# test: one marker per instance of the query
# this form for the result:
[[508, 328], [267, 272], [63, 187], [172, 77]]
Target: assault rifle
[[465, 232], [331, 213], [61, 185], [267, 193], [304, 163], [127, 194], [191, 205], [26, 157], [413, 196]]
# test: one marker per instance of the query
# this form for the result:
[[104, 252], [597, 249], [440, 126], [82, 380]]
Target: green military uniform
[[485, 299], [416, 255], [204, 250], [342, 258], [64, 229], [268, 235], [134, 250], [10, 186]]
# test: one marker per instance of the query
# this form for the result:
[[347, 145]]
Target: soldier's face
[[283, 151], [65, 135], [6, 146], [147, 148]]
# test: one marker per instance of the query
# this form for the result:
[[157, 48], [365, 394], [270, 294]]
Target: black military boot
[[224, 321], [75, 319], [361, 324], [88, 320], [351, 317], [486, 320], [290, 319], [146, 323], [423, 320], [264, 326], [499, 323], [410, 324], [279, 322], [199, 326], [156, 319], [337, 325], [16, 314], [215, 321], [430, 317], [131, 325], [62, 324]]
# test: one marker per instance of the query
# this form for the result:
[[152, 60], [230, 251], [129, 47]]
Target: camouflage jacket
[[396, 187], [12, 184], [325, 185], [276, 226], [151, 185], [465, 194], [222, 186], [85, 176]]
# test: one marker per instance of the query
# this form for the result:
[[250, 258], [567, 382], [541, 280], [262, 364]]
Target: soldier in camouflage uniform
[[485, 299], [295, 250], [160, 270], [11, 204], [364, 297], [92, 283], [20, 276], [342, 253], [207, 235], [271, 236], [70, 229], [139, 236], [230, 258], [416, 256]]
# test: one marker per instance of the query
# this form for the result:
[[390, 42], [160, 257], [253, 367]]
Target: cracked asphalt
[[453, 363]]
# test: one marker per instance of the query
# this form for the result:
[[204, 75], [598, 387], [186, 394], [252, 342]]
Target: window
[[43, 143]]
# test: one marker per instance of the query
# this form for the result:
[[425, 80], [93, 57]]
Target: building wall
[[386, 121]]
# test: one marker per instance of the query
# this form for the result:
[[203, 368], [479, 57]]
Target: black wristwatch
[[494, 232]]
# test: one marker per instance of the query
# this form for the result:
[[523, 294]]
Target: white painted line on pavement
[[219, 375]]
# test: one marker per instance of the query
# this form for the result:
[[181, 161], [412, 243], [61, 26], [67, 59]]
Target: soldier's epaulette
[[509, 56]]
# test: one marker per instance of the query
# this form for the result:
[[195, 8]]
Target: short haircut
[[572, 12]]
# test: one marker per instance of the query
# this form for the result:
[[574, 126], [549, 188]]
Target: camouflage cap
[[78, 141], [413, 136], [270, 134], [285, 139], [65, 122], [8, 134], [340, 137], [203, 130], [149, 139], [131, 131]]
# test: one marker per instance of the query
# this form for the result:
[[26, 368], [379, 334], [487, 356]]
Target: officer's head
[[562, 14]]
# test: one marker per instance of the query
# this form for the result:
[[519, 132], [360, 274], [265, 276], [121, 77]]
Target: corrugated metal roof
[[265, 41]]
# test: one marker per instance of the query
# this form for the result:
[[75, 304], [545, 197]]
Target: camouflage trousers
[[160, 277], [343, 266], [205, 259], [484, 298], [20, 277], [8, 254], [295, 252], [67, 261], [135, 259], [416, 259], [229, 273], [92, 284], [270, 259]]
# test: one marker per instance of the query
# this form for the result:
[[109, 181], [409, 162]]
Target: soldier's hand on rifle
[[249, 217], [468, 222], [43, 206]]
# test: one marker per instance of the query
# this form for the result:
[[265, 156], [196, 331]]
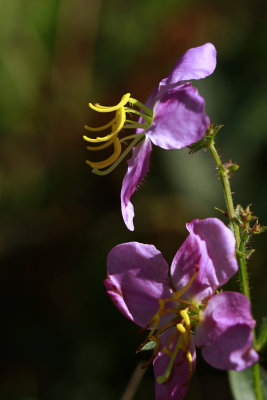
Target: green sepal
[[205, 142], [241, 384], [262, 337]]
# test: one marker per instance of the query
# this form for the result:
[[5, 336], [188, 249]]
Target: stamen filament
[[99, 108], [190, 361], [141, 105], [119, 125], [102, 146], [139, 137], [100, 128], [133, 111], [163, 378], [185, 316], [132, 125], [110, 160]]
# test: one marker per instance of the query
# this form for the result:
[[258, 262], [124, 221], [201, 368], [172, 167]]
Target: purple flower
[[173, 117], [179, 118], [181, 308]]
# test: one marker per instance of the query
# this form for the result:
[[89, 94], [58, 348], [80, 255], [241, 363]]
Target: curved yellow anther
[[99, 108], [101, 146], [118, 125], [100, 128], [185, 317], [181, 328], [110, 160]]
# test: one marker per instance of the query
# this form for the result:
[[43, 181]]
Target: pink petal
[[137, 279], [138, 166], [179, 118], [196, 63], [211, 246], [225, 332]]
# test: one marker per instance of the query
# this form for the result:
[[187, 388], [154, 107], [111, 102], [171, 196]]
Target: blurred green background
[[61, 337]]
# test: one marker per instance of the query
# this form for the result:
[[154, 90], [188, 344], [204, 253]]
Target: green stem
[[240, 248]]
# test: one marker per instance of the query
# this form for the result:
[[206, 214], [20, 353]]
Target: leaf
[[262, 338], [241, 384]]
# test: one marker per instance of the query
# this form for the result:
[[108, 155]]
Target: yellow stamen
[[99, 108], [120, 120], [181, 328], [190, 361], [185, 316], [101, 146], [100, 128], [110, 160]]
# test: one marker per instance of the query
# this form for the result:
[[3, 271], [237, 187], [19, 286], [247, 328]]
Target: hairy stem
[[240, 248]]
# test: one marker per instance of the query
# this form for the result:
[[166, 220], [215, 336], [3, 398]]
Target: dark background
[[61, 337]]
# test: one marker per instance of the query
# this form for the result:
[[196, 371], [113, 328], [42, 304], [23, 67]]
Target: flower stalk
[[240, 249]]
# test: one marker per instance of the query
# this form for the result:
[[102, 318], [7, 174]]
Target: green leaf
[[241, 384], [262, 338]]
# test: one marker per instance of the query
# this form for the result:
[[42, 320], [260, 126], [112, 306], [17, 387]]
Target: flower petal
[[225, 332], [176, 387], [196, 63], [138, 165], [179, 118], [211, 246], [137, 279]]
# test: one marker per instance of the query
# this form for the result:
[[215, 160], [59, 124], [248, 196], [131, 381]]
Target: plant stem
[[240, 248]]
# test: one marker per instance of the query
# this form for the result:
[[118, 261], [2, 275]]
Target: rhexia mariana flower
[[172, 118], [182, 308]]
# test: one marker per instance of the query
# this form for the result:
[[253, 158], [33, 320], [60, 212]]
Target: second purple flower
[[181, 307]]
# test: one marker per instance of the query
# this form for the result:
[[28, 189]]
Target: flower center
[[185, 318], [115, 125]]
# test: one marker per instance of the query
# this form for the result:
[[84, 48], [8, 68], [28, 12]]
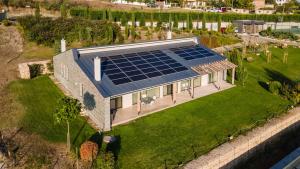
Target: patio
[[125, 115]]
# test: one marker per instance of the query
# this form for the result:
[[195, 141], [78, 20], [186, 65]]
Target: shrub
[[275, 87], [35, 70], [88, 151]]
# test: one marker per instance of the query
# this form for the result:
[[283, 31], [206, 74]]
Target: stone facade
[[67, 72]]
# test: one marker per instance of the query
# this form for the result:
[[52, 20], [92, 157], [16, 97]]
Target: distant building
[[281, 2], [259, 4]]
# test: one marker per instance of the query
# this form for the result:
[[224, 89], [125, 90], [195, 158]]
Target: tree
[[203, 21], [133, 19], [104, 17], [37, 12], [67, 109], [219, 22], [142, 19], [124, 21], [63, 11], [110, 17], [175, 24]]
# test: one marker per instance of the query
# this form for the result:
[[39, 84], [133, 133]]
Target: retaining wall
[[229, 154]]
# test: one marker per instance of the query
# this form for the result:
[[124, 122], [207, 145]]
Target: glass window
[[167, 90], [185, 85], [134, 98], [197, 82]]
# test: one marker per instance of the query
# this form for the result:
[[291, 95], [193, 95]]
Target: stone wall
[[229, 154], [25, 72], [97, 108]]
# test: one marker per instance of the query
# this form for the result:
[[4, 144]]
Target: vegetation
[[96, 14], [38, 98], [67, 110], [177, 135], [278, 34], [47, 30], [35, 70]]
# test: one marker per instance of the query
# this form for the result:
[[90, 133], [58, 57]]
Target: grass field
[[179, 134], [39, 98]]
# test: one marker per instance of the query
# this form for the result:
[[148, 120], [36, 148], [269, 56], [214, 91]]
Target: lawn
[[179, 134], [39, 98]]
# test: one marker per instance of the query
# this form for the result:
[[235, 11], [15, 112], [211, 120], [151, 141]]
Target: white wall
[[204, 80], [178, 87], [161, 91], [126, 100]]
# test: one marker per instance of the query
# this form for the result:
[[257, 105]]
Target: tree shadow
[[89, 101], [97, 138], [114, 147], [78, 133], [277, 76], [263, 85]]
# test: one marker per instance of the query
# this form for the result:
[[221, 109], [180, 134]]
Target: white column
[[161, 91]]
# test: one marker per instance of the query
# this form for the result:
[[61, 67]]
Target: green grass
[[180, 133], [39, 98]]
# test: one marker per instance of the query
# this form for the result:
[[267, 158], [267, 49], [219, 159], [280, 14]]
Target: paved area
[[127, 114]]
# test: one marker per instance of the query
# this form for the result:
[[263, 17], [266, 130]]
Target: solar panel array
[[138, 66], [192, 52]]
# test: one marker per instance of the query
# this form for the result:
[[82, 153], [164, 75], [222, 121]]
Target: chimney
[[63, 45], [97, 68], [169, 35]]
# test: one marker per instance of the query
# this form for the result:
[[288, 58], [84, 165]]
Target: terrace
[[125, 115]]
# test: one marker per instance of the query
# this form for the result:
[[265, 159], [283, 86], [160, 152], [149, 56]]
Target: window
[[167, 90], [197, 82], [80, 89], [134, 98], [150, 93], [185, 85]]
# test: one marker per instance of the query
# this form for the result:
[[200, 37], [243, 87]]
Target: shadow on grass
[[97, 138], [79, 132], [277, 76], [114, 147]]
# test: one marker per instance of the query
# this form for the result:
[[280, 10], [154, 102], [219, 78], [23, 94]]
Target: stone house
[[119, 83]]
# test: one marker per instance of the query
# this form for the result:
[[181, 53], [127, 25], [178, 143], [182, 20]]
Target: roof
[[108, 88]]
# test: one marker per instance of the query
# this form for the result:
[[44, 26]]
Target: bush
[[35, 70], [275, 87], [47, 30]]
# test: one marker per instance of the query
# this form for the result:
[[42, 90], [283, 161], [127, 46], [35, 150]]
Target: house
[[119, 83]]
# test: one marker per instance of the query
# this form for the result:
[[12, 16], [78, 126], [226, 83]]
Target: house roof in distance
[[132, 67]]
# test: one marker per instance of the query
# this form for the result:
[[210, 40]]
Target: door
[[168, 90], [116, 103]]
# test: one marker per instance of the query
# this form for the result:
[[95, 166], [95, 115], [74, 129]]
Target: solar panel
[[138, 66], [192, 52]]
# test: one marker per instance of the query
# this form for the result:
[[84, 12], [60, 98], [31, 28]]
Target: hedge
[[97, 14]]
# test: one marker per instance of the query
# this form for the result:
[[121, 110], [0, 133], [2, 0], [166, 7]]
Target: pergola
[[216, 67]]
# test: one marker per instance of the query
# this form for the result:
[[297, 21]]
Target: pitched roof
[[168, 49]]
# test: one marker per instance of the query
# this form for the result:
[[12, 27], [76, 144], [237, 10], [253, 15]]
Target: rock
[[88, 151]]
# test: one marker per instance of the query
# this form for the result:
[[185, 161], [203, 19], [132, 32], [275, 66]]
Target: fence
[[230, 154]]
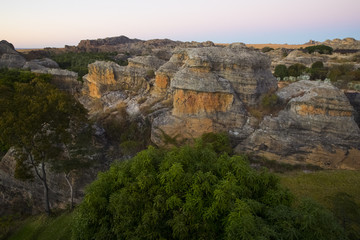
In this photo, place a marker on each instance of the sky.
(53, 23)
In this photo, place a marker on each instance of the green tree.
(322, 49)
(195, 193)
(37, 119)
(296, 69)
(281, 71)
(266, 49)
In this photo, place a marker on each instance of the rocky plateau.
(187, 89)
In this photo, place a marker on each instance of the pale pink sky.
(45, 23)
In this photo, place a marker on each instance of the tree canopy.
(196, 193)
(38, 120)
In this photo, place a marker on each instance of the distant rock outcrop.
(63, 79)
(346, 43)
(211, 89)
(316, 127)
(9, 57)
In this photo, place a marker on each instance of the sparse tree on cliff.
(39, 121)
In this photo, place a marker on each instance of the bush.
(281, 71)
(322, 49)
(195, 193)
(296, 69)
(266, 49)
(78, 62)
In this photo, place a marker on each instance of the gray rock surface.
(316, 127)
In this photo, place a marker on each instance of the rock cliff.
(316, 127)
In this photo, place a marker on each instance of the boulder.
(211, 88)
(38, 64)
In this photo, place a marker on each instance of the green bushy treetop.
(196, 193)
(322, 49)
(40, 122)
(78, 62)
(296, 69)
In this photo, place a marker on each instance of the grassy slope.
(322, 185)
(43, 227)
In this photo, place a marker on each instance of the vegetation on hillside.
(47, 128)
(196, 193)
(322, 49)
(78, 62)
(343, 76)
(336, 190)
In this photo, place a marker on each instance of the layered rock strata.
(316, 127)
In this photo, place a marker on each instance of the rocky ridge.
(64, 79)
(186, 89)
(211, 89)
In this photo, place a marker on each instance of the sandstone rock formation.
(316, 127)
(26, 197)
(346, 43)
(306, 59)
(211, 89)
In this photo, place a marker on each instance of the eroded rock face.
(301, 57)
(346, 43)
(317, 127)
(211, 88)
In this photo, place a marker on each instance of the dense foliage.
(343, 75)
(266, 49)
(296, 70)
(322, 49)
(41, 122)
(195, 193)
(78, 62)
(281, 71)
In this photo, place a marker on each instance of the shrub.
(266, 49)
(78, 62)
(281, 71)
(195, 193)
(150, 73)
(322, 49)
(296, 69)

________

→ Exercise goal
Go from the line containing "of the bush." to the end of the records and give those lines again with every "marker" renamed to "pin", leaving everything else unchanged.

→ The response
In this photo, place a pin on each instance of the bush.
(281, 71)
(322, 49)
(195, 193)
(296, 69)
(266, 49)
(78, 62)
In this photo, place a pin on each instance of the gray rock surface.
(316, 127)
In this photo, place a pin on each instance of the rock cliff.
(316, 127)
In this photo, place a pin on each instance of the boulder.
(211, 88)
(38, 64)
In this photo, place a pin on each instance of the green bushy treetop.
(196, 193)
(322, 49)
(40, 122)
(78, 62)
(296, 69)
In this photo, place a pin on each instance of the grassy slope.
(322, 185)
(43, 227)
In this photo, place a pin on each instance of the vegetation on hillside.
(47, 128)
(196, 193)
(322, 49)
(78, 62)
(343, 76)
(336, 190)
In this photo, place a pin on each instance of the layered rock strata.
(316, 127)
In this photo, place a pin on each instance of the rocky ridge.
(64, 79)
(186, 89)
(211, 89)
In this photo, place a pin on each instance of the sandstone rock formation.
(316, 127)
(26, 197)
(346, 43)
(306, 59)
(211, 89)
In this photo, place a pin on each instance of the eroded rock face.
(301, 57)
(346, 43)
(317, 127)
(211, 88)
In this photo, place a pin on each instance of the dense foliage.
(343, 75)
(266, 49)
(296, 70)
(322, 49)
(41, 122)
(195, 193)
(78, 62)
(281, 71)
In this photo, place a pin on each instance of the shrub.
(266, 49)
(78, 62)
(281, 71)
(195, 193)
(150, 73)
(322, 49)
(296, 69)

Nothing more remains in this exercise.